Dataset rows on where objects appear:
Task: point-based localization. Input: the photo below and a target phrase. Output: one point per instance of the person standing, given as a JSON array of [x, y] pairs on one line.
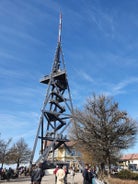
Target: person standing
[[37, 174], [55, 171], [60, 175], [72, 174], [85, 174]]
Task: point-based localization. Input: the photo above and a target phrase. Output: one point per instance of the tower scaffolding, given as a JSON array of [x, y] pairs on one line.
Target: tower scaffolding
[[57, 109]]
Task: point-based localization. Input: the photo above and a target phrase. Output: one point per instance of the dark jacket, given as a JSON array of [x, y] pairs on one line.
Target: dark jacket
[[37, 175]]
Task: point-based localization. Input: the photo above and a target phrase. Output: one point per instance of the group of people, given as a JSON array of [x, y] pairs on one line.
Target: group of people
[[88, 175], [61, 172]]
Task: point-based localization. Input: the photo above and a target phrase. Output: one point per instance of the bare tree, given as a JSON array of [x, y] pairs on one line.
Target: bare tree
[[19, 153], [102, 129]]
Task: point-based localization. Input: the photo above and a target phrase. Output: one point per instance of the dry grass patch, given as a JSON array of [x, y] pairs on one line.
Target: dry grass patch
[[120, 181]]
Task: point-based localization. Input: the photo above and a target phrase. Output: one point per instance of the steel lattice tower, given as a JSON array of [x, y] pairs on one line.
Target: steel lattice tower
[[57, 108]]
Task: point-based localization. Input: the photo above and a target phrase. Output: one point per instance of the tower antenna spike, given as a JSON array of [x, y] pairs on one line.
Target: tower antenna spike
[[60, 28]]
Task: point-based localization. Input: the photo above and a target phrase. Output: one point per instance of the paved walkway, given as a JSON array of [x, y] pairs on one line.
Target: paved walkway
[[48, 179]]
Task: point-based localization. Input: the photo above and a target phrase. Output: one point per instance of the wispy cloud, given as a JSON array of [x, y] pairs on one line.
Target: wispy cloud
[[85, 76], [121, 87]]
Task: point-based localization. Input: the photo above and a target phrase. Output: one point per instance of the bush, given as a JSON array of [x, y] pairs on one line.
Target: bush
[[126, 174]]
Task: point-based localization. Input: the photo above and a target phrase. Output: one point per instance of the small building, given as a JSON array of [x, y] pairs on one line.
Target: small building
[[67, 153]]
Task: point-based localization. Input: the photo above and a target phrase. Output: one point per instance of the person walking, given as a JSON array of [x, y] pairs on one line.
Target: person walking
[[60, 175], [55, 171], [72, 174], [37, 174]]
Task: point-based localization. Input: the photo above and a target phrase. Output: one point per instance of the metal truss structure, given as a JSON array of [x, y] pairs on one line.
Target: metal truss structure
[[57, 108]]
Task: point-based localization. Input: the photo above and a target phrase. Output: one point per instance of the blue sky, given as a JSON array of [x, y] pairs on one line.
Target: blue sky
[[99, 41]]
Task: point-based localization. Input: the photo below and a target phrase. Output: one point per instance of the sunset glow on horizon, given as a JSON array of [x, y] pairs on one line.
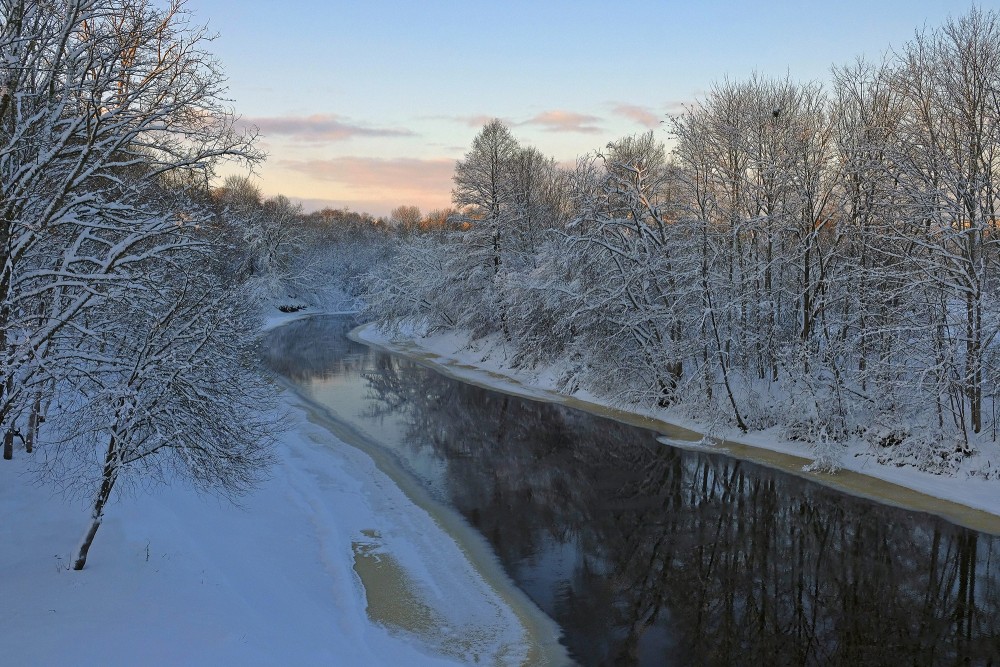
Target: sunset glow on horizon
[[368, 105]]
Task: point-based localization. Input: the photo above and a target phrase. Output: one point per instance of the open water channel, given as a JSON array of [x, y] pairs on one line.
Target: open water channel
[[648, 554]]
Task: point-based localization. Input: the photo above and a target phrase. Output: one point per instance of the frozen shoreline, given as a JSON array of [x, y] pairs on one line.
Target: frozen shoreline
[[329, 561], [964, 499]]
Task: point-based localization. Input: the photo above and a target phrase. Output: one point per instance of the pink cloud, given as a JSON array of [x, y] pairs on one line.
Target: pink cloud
[[325, 127], [379, 174], [641, 115], [565, 121]]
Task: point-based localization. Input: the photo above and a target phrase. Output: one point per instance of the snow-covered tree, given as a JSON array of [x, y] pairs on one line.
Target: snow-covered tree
[[112, 118]]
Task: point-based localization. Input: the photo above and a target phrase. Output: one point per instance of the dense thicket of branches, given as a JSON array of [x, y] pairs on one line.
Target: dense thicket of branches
[[823, 259], [122, 321]]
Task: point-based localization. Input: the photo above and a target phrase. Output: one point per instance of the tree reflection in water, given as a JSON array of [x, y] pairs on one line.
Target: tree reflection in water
[[647, 554]]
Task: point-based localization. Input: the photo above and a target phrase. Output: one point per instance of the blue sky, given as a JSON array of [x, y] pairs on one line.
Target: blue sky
[[368, 104]]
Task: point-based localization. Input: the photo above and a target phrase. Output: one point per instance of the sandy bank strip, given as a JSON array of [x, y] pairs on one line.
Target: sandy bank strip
[[970, 502]]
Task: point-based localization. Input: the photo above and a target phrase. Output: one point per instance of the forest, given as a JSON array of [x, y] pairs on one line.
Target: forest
[[818, 258]]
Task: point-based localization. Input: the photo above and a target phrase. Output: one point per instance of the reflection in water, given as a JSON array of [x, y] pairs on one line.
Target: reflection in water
[[646, 554]]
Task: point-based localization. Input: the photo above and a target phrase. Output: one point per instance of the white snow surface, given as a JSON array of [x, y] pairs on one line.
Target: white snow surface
[[485, 362], [181, 578]]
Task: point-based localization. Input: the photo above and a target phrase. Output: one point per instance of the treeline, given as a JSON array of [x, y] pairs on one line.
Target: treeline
[[823, 259], [130, 287]]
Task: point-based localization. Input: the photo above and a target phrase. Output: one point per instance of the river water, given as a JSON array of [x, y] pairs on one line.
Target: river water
[[652, 555]]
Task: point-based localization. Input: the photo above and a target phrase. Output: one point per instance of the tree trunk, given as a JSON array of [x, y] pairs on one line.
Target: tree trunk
[[107, 484]]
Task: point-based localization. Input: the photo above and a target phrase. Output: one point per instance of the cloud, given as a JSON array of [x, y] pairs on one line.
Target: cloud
[[641, 115], [565, 121], [475, 121], [319, 127], [379, 174]]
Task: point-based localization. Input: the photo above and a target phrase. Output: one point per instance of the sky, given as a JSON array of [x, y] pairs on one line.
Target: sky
[[367, 104]]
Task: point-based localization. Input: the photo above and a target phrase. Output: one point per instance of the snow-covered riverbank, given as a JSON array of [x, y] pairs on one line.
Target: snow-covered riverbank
[[293, 575], [966, 498]]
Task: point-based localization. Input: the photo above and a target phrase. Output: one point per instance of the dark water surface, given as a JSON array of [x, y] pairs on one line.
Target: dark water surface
[[646, 554]]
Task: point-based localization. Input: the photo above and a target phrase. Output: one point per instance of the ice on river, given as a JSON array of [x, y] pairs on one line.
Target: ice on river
[[327, 563]]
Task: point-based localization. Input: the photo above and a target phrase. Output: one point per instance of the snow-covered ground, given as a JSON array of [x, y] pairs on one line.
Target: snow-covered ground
[[327, 563], [966, 498]]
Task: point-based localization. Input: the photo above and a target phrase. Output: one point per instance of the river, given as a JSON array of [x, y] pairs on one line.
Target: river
[[648, 554]]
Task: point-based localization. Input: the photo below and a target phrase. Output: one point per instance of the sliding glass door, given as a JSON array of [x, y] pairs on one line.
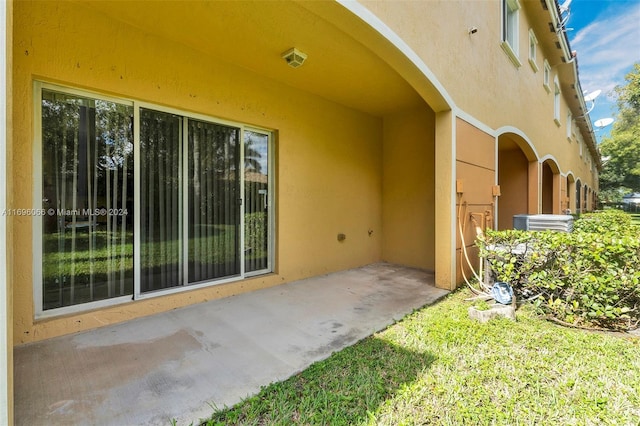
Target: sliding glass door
[[256, 196], [87, 200], [161, 187], [214, 201], [202, 190]]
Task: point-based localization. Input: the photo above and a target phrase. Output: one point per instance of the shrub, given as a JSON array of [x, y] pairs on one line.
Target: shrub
[[615, 221], [590, 277]]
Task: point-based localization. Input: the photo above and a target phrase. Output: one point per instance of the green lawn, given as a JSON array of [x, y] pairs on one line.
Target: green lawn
[[438, 367]]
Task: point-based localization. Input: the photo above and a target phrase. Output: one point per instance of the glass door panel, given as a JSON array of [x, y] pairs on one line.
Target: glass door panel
[[214, 201], [161, 253], [87, 184], [256, 196]]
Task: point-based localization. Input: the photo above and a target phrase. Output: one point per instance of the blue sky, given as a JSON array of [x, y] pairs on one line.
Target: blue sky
[[606, 35]]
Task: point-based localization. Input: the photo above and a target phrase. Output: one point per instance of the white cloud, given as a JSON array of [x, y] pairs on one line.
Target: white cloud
[[608, 47]]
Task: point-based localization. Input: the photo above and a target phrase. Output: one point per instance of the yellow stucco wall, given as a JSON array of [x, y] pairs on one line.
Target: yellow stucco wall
[[408, 210], [475, 176], [391, 170], [485, 83], [329, 157]]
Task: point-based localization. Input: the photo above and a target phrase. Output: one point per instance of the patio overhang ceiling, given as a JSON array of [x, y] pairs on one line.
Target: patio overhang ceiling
[[553, 41], [253, 35]]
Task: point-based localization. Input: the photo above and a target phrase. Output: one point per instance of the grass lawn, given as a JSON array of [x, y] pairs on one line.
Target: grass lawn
[[438, 367]]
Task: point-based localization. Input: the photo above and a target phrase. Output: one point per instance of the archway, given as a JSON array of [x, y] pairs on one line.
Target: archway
[[517, 177], [550, 187]]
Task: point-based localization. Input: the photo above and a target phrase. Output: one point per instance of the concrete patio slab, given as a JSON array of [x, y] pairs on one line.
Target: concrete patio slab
[[180, 364]]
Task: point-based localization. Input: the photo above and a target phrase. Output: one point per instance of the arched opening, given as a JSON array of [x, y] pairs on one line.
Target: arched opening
[[547, 189], [578, 196], [517, 177]]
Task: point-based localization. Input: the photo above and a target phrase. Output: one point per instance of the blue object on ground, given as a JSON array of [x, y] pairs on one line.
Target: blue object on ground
[[502, 292]]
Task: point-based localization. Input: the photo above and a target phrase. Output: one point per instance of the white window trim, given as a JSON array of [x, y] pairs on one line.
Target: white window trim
[[546, 79], [137, 294], [533, 50], [511, 50], [557, 96]]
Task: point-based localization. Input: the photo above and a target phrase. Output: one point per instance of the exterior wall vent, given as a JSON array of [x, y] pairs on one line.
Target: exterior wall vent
[[543, 222], [294, 57]]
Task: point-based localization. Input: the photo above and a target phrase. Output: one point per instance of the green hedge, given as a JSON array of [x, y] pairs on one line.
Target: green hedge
[[590, 277]]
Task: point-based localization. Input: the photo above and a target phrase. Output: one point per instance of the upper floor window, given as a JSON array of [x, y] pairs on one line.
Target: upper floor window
[[140, 199], [533, 50], [510, 22], [546, 76], [556, 101]]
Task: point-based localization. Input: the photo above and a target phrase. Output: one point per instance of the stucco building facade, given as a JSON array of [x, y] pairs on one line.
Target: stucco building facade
[[160, 154]]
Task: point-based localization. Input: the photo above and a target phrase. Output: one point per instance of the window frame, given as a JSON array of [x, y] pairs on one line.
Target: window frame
[[557, 96], [533, 50], [37, 225], [546, 76], [510, 30]]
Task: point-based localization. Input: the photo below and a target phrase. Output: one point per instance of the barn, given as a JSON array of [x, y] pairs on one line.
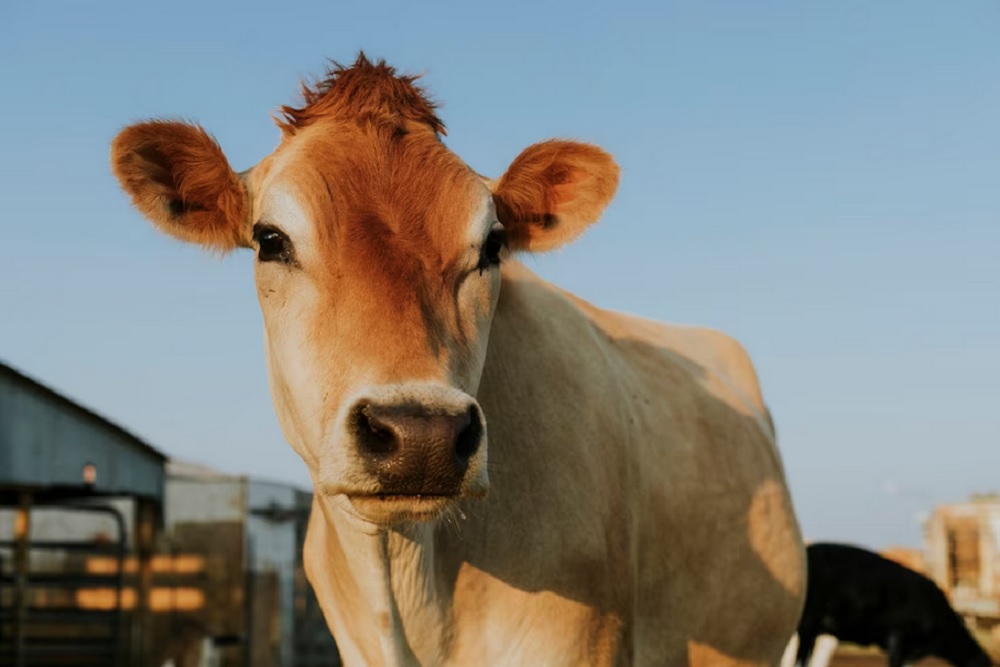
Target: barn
[[112, 554]]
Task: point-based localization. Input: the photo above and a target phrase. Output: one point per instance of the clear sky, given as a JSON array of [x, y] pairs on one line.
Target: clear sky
[[819, 179]]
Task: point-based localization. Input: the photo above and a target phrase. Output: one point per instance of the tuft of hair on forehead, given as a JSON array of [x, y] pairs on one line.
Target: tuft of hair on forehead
[[365, 91]]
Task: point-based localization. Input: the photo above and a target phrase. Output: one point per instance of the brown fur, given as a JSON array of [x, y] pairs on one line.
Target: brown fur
[[552, 192], [637, 511], [363, 92], [179, 178]]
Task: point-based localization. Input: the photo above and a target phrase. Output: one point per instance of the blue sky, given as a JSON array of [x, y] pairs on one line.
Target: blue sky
[[819, 179]]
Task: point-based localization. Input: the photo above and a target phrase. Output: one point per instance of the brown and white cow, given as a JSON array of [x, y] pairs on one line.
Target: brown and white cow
[[504, 473]]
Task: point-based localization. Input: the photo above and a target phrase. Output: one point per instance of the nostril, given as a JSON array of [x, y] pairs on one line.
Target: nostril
[[469, 436], [375, 436]]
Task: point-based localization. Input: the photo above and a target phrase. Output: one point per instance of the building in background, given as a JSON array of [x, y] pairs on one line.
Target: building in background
[[110, 555], [963, 554]]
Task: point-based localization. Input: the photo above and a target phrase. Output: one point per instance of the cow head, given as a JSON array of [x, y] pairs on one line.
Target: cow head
[[377, 270]]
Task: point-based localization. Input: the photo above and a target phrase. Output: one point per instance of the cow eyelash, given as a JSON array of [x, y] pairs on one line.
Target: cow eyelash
[[496, 241], [273, 245]]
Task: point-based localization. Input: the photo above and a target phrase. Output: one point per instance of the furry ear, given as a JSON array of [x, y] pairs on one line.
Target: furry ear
[[178, 177], [552, 192]]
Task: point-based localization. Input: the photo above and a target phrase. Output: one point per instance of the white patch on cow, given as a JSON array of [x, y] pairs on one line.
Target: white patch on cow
[[825, 647], [482, 219], [788, 657]]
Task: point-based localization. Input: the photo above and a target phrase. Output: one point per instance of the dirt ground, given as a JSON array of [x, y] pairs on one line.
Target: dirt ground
[[856, 660]]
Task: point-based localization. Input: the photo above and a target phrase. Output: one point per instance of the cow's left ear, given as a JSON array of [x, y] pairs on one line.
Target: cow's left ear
[[552, 192]]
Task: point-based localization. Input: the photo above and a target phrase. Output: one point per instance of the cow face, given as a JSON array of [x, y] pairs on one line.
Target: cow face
[[378, 256]]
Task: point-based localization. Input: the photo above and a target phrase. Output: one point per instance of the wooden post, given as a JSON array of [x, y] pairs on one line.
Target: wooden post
[[145, 533], [22, 537]]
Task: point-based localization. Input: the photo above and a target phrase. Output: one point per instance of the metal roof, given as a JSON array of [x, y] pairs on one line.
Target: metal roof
[[46, 439]]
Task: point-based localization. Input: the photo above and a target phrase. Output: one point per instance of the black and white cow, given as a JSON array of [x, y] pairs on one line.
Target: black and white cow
[[860, 597]]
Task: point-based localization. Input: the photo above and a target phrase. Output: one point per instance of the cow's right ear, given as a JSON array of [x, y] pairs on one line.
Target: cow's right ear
[[178, 177]]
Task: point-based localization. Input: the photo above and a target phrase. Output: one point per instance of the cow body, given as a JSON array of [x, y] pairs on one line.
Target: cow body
[[860, 597], [503, 474], [646, 522]]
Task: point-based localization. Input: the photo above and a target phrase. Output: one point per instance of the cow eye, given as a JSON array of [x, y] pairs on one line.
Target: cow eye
[[272, 244], [494, 243]]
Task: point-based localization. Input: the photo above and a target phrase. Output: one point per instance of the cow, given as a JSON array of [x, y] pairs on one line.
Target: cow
[[503, 475], [858, 596]]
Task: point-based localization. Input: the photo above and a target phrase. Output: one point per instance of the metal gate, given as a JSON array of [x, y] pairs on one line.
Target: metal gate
[[55, 616]]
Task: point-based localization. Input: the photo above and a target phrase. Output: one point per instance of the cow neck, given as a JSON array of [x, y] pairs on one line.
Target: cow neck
[[395, 572]]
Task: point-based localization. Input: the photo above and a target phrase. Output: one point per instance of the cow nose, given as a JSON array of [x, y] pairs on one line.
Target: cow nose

Directions for this task: Reproduce the rows from the start through the line containing "[[37, 174], [55, 171], [60, 175], [72, 174], [85, 174]]", changing "person standing" to "standing figure" and keeping everything else unchanged. Omit the pictures.

Exercise response:
Task: point-based localization. Input: the photo below and a target phrase. Output: one point per instance of the standing figure, given as a JSON array of [x, y] pairs on one line.
Target: standing figure
[[37, 174], [55, 171], [60, 175], [72, 174], [85, 174]]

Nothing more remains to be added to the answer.